* **WORK TO BE COMPLETED**: Give back the records that follow exactly, images excluded.

INFORMATION GIVEN: Begin

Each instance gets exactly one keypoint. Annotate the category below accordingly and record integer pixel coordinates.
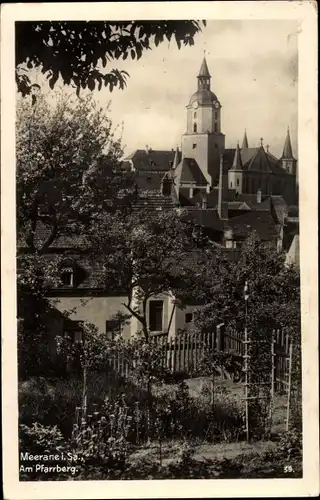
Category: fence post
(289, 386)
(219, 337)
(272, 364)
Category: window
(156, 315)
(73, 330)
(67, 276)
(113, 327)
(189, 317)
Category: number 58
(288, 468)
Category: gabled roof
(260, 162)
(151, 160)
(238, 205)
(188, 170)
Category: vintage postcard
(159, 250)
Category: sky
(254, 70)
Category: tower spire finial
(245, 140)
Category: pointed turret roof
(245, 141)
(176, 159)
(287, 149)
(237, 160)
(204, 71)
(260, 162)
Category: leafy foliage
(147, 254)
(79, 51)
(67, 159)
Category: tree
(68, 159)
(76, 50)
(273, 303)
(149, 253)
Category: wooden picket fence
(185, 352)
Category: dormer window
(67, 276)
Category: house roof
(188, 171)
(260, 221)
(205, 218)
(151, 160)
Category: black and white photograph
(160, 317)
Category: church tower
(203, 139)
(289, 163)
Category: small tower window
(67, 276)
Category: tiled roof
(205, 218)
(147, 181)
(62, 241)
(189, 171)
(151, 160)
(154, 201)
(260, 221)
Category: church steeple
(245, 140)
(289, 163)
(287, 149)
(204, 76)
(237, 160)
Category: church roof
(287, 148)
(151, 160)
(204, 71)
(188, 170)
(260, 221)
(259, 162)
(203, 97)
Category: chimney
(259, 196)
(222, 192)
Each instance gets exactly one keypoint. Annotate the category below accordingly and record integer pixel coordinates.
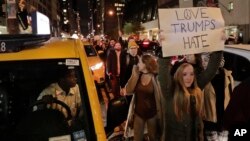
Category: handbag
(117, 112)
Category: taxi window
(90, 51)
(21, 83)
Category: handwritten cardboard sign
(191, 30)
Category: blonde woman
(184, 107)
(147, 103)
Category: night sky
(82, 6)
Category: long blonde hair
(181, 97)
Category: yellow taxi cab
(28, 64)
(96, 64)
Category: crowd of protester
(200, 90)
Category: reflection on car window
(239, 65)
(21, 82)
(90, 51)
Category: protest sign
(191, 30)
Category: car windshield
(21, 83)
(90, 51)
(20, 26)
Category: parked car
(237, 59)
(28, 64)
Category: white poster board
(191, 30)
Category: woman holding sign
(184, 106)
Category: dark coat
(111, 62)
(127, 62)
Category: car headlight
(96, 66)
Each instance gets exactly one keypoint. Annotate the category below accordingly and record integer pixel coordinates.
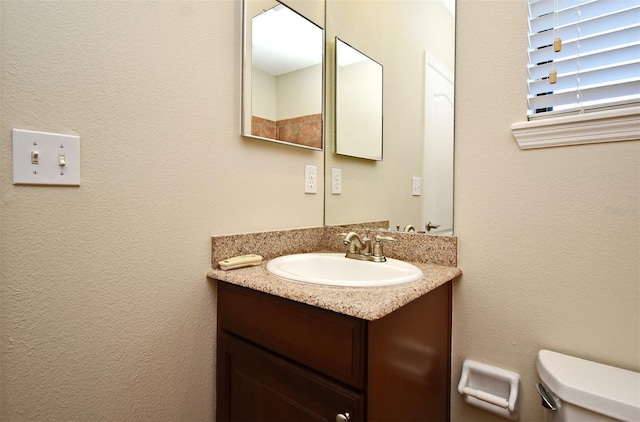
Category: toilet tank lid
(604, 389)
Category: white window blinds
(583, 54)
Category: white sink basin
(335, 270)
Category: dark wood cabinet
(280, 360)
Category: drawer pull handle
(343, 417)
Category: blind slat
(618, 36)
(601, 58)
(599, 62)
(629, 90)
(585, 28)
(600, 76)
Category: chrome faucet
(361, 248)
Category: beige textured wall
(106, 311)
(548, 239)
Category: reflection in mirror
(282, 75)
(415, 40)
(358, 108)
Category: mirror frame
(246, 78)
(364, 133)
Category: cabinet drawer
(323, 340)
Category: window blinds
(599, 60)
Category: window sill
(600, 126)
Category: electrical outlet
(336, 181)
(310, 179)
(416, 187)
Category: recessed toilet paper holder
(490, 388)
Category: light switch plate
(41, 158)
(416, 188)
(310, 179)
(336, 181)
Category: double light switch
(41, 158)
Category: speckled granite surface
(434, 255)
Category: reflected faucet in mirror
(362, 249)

INFORMATION GIVEN: End

* **REPLY TO THE TASK**:
Each instance gets exactly one keypoint. Annotate the category below accordingly and record integer pixel coordinates.
Category: fence post
(289, 386)
(219, 337)
(272, 364)
Category: window
(156, 315)
(73, 330)
(67, 276)
(113, 327)
(189, 317)
Category: number 58
(288, 468)
Category: gabled roof
(260, 162)
(151, 160)
(238, 205)
(188, 170)
Category: vintage postcard
(159, 250)
Category: sky
(254, 70)
Category: tower spire finial
(245, 140)
Category: pointed turret roof
(245, 141)
(176, 159)
(287, 149)
(237, 160)
(204, 71)
(260, 162)
Category: leafy foliage
(147, 254)
(79, 51)
(67, 159)
Category: tree
(68, 159)
(76, 50)
(273, 303)
(149, 253)
Category: wooden picket fence
(185, 352)
Category: dormer window
(67, 276)
Category: house roof
(188, 171)
(260, 221)
(205, 218)
(151, 160)
Category: black and white photograph
(160, 317)
Category: church tower
(203, 139)
(289, 163)
Category: small tower window
(67, 276)
Category: tiled roof
(205, 218)
(147, 181)
(62, 241)
(189, 171)
(151, 160)
(154, 201)
(260, 221)
Category: church steeple
(245, 140)
(289, 163)
(287, 149)
(204, 76)
(237, 160)
Category: church roof
(287, 148)
(151, 160)
(204, 71)
(188, 170)
(260, 221)
(259, 162)
(203, 97)
Category: chimney
(259, 196)
(222, 192)
Each instance gets exactly one keypoint. Annotate the category below accordingly and record integer pixel coordinates.
Category: handbag
(117, 112)
Category: taxi window
(90, 51)
(21, 83)
Category: handwritten cardboard sign
(191, 30)
Category: blonde woman
(184, 107)
(147, 103)
Category: night sky
(82, 6)
Category: long blonde hair
(181, 97)
Category: yellow taxi cab
(28, 64)
(96, 64)
Category: crowd of protester
(200, 90)
Category: reflection on car window
(239, 65)
(21, 82)
(90, 51)
Category: protest sign
(191, 30)
Category: car windshield
(21, 83)
(90, 51)
(20, 26)
Category: parked car
(237, 59)
(28, 64)
Category: white poster board
(191, 30)
Category: woman holding sign
(184, 106)
Category: dark coat
(111, 62)
(127, 62)
Category: car headlight
(96, 66)
Each instance gets exactly one keypoint. Annotate the category below accordingly and record integer pixel coordinates.
Category: toilet tank lid
(604, 389)
Category: white window blinds
(583, 54)
Category: white sink basin
(335, 270)
Category: dark wood cabinet
(280, 360)
Category: drawer pull handle
(343, 417)
Category: blind slat
(618, 36)
(601, 58)
(599, 62)
(629, 90)
(585, 28)
(600, 76)
Category: chrome faucet
(361, 248)
Category: beige textured wall
(106, 311)
(548, 239)
Category: reflection in mirror
(282, 75)
(415, 40)
(358, 108)
Category: mirror frame
(246, 78)
(364, 133)
Category: cabinet drawer
(323, 340)
Category: window blinds
(599, 60)
Category: window sill
(600, 126)
Category: electrical outlet
(336, 181)
(310, 179)
(416, 187)
Category: recessed toilet paper holder
(490, 388)
Category: light switch plate
(41, 158)
(416, 188)
(310, 179)
(336, 181)
Category: double light switch
(41, 158)
Category: speckled granite surface
(434, 255)
Category: reflected faucet in mirror
(362, 249)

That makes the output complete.